▶ _DOCUMENT EXTRACT_
┄┄┄┄┄┄┄┄┄┄┄┄┄┄┄┄┄┄┄┄

Patrick Miller Hemingway (born June 28, 1928) is an American wildlife manager and writer who is novelist Ernest Hemingway's second son, and the first born to Hemingway's second wife Pauline Pfeiffer. During his childhood he travelled frequently with his parents, and then attended Harvard University, graduated in 1950, and shortly thereafter moved to East Africa where he lived for 25 years. In Tanzania, Patrick was a professional big-game hunter and for over a decade he owned a safari business. In the 1960s he was appointed by the United Nations  to the Wildlife Management College in Tanzania as a teacher of conservation and wildlife. In the 1970s he moved to Montana where he managed the intellectual property of his father's estate. He edited his father's unpublished novel about a 1950s safari to Africa and published it with the title True at First Light (1999).

Personal life
Born in Kansas City, Missouri, he traveled with his parents to Europe in 1929 and again in 1933, to Wyoming and Idaho during his summers, though his permanent residence was in Key West. In 1940, his parents divorced, after which his father married Martha Gellhorn. After their marriage, they moved to Cuba where Patrick visited often. At the beginning of World War II, Patrick helped crew his father's boat, the Pilar, on improvised missions to hunt for German U-boats operating in the Gulf of Mexico. Patrick attended Stanford University for two years, transferred to Harvard and graduated in 1950 with a BA in History and Literature.

On April 5, 2021, Hemingway, a three-episode, six-hour documentary, a recapitulation of Hemingway's life, labors, and loves, debuted on the Public Broadcasting Service. It was co-produced and directed by Ken Burns and Lynn Novick. It contains considerable footage and photographs of Patrick, and interviews with him about his life with his father. Patrick was married to Henrietta Broyles, with whom he has a daughter, Mina Hemingway (born 1960).

┄┄┄┄┄┄┄┄┄┄┄┄┄┄┄┄┄┄┄┄

▶ _RECORDED INFORMATION_

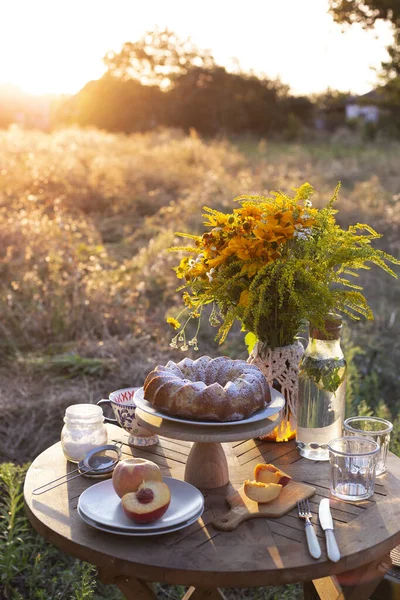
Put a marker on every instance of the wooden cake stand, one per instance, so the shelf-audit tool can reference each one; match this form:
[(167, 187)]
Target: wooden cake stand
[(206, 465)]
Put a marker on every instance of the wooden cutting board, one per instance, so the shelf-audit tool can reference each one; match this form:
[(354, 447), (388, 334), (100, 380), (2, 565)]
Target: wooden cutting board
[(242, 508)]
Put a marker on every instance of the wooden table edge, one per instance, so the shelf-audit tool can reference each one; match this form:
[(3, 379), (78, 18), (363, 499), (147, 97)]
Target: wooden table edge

┄┄┄┄┄┄┄┄┄┄┄┄┄┄┄┄┄┄┄┄

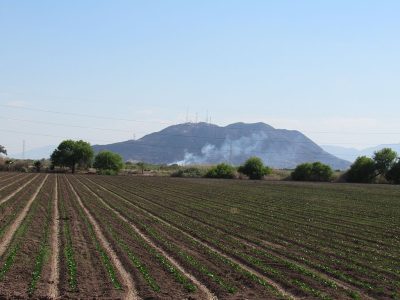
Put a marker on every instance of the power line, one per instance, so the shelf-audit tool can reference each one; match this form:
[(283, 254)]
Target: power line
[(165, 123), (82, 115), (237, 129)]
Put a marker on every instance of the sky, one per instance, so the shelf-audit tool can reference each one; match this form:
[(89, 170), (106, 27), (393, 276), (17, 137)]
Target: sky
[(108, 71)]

┄┄┄┄┄┄┄┄┄┄┄┄┄┄┄┄┄┄┄┄

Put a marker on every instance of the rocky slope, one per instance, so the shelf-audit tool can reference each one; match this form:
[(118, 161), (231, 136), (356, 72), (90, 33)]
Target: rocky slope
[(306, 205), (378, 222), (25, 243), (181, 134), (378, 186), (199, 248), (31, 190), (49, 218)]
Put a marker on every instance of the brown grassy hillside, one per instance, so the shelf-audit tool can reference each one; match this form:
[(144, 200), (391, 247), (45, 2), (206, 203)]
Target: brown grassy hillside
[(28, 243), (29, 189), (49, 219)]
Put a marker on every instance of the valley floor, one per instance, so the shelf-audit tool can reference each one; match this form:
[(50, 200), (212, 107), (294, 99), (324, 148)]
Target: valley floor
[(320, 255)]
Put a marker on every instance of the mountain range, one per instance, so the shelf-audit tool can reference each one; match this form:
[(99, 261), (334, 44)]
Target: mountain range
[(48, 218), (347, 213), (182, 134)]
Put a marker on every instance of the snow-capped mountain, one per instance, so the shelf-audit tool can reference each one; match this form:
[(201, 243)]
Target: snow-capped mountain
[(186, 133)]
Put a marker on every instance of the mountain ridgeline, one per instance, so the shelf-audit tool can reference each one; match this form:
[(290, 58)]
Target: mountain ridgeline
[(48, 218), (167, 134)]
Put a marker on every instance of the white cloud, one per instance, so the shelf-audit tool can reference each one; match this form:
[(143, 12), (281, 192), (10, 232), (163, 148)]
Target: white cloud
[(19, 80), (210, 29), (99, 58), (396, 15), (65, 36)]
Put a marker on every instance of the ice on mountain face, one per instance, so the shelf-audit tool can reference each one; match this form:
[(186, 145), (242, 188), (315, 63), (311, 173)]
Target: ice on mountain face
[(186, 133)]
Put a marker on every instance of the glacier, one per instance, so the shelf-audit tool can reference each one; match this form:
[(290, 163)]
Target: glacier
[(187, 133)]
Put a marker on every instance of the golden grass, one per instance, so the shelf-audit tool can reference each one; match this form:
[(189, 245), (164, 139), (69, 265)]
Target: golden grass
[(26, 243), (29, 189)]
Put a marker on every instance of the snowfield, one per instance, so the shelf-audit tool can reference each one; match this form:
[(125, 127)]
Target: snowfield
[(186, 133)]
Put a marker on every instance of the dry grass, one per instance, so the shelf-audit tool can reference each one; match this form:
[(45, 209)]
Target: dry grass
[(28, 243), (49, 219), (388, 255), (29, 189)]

┄┄┄┄┄┄┄┄┄┄┄┄┄┄┄┄┄┄┄┄

▶ _ACTIONS TO TAKE_
1. Please echo the Patrick Hemingway biography above, word for word, between "Patrick Miller Hemingway" and "First Light (1999).", inclusive.
2. Answer these questions from the Patrick Hemingway biography above:
(a) In what year did his parents divorce?
(b) Which university did he attend for two years before transferring to Harvard?
(c) Under what title did he publish his father's unpublished novel about a 1950s safari?

▶ _SOLVED TASKS_
1.
Patrick Miller Hemingway (born June 28, 1928) is an American wildlife manager and writer who is novelist Ernest Hemingway's second son, and the first born to Hemingway's second wife Pauline Pfeiffer. During his childhood he travelled frequently with his parents, and then attended Harvard University, graduated in 1950, and shortly thereafter moved to East Africa where he lived for 25 years. In Tanzania, Patrick was a professional big-game hunter and for over a decade he owned a safari business. In the 1960s he was appointed by the United Nations  to the Wildlife Management College in Tanzania as a teacher of conservation and wildlife. In the 1970s he moved to Montana where he managed the intellectual property of his father's estate. He edited his father's unpublished novel about a 1950s safari to Africa and published it with the title True at First Light (1999).

2.
(a) 1940
(b) Stanford University
(c) True at First Light (1999)